(RECORDS FOR THIS TASK)
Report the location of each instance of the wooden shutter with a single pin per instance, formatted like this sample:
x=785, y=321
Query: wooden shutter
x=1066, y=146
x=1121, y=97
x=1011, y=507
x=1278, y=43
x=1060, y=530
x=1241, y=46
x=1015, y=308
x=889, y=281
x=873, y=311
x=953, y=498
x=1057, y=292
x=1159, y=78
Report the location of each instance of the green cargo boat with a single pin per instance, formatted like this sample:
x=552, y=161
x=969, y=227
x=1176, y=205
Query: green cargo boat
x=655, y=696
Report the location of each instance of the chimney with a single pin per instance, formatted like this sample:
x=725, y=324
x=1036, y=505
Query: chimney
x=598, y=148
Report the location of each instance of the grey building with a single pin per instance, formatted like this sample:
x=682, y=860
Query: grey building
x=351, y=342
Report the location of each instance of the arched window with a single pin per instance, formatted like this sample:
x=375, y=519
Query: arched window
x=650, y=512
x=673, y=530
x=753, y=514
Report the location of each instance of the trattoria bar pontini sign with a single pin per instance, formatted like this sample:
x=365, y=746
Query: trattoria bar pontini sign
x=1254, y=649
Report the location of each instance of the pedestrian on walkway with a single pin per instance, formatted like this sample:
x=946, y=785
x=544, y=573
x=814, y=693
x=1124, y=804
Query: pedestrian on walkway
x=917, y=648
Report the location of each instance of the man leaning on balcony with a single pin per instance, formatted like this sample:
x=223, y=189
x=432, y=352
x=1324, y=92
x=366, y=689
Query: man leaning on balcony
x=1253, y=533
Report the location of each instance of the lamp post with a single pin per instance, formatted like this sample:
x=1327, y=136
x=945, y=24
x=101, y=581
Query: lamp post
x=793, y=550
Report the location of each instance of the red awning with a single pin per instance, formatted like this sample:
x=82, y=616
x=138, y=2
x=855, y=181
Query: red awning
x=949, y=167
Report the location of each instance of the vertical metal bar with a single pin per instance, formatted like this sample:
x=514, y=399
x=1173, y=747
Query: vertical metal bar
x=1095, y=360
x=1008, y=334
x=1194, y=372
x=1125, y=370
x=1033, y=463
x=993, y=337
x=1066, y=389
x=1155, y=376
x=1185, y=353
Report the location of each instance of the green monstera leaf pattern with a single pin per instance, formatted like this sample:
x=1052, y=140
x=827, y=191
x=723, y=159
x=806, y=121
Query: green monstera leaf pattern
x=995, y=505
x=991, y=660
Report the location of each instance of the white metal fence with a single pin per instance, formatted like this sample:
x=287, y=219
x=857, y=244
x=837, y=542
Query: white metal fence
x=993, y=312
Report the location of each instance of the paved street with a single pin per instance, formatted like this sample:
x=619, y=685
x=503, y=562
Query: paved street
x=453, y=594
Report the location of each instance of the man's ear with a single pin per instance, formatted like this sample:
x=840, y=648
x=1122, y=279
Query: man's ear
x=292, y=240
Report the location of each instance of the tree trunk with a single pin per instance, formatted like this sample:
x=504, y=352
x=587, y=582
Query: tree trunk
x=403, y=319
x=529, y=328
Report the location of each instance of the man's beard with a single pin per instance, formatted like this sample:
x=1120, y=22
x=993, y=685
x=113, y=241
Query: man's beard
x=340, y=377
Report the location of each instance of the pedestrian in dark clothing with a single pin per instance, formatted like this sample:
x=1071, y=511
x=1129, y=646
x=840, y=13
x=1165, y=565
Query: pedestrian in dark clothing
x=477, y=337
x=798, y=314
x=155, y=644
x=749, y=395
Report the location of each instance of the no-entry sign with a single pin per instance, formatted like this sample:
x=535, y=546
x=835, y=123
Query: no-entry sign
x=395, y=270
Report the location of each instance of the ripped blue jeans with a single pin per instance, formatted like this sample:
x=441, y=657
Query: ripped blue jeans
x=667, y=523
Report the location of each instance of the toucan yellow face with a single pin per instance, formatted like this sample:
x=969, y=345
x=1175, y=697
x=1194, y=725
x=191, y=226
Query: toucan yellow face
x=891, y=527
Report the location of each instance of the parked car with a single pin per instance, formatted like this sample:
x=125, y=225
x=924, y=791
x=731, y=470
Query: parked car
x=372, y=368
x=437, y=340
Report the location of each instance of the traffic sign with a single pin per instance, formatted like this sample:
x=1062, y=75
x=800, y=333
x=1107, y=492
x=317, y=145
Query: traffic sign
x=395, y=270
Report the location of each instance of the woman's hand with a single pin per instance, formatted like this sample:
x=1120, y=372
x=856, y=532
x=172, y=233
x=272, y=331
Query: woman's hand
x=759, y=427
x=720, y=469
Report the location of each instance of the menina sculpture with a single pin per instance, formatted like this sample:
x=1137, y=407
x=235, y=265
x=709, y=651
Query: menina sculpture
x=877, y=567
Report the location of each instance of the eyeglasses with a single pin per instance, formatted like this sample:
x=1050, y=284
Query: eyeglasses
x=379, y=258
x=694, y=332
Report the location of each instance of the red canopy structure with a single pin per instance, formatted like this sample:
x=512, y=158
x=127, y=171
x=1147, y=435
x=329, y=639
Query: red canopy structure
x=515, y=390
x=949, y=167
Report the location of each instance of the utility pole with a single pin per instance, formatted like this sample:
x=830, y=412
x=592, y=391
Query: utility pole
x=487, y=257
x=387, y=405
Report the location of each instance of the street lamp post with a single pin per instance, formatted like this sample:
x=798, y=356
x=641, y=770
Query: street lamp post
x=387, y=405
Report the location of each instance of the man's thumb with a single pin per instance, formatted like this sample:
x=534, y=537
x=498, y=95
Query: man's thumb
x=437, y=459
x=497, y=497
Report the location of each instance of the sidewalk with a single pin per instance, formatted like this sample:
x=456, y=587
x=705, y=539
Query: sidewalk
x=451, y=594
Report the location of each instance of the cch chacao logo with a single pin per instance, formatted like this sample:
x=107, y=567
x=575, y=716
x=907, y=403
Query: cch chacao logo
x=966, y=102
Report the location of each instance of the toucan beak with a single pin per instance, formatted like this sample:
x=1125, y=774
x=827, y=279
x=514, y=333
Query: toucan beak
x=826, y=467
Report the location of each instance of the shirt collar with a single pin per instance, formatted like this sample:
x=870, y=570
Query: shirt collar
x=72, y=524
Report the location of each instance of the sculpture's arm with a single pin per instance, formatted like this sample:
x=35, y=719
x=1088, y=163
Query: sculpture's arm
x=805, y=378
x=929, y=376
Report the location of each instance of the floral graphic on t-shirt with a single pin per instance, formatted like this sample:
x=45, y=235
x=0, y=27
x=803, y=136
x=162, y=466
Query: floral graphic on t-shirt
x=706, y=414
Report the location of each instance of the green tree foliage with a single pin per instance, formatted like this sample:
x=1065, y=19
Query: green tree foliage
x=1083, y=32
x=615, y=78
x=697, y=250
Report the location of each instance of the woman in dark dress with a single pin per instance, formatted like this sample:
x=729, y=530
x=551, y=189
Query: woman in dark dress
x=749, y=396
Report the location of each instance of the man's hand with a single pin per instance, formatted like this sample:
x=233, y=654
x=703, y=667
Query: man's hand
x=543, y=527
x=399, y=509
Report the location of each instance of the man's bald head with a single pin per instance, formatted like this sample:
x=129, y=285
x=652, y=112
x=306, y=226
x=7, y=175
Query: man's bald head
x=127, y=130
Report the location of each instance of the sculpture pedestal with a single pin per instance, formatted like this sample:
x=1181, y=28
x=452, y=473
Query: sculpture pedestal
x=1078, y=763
(End RECORDS FOR THIS TASK)
TASK DIRECTIONS. Given the data above, transcribe exactly the lines from the one containing "x=827, y=279" down to the one containing "x=233, y=654", and no others.

EXERCISE RESPONSE.
x=827, y=279
x=514, y=333
Query: toucan beak
x=826, y=467
Report the location of each instance of the shirt collar with a single pin per instance, formatted like this sample:
x=870, y=570
Query: shirt collar
x=72, y=524
Report the location of each instance of the sculpture's arm with a single pin per instance, formatted like this sample:
x=35, y=719
x=1088, y=163
Query: sculpture's arm
x=805, y=378
x=929, y=376
Report the location of each instance of the floral graphic on t-shirt with a single pin per instance, formatted like this sample:
x=45, y=235
x=0, y=27
x=803, y=136
x=162, y=466
Query: floral graphic on t-shirt
x=706, y=414
Report the location of each instance of the green tree foliage with a single pin per instance, formatted like this sample:
x=1065, y=19
Query: green tree foliage
x=1083, y=32
x=615, y=78
x=697, y=250
Report the location of each instance of the woman in dark dress with a single pin per instance, formatted like this sample:
x=729, y=530
x=551, y=189
Query: woman in dark dress
x=749, y=396
Report the location of each instance of the man's hand with a single pin per instance, formatted like this sample:
x=233, y=654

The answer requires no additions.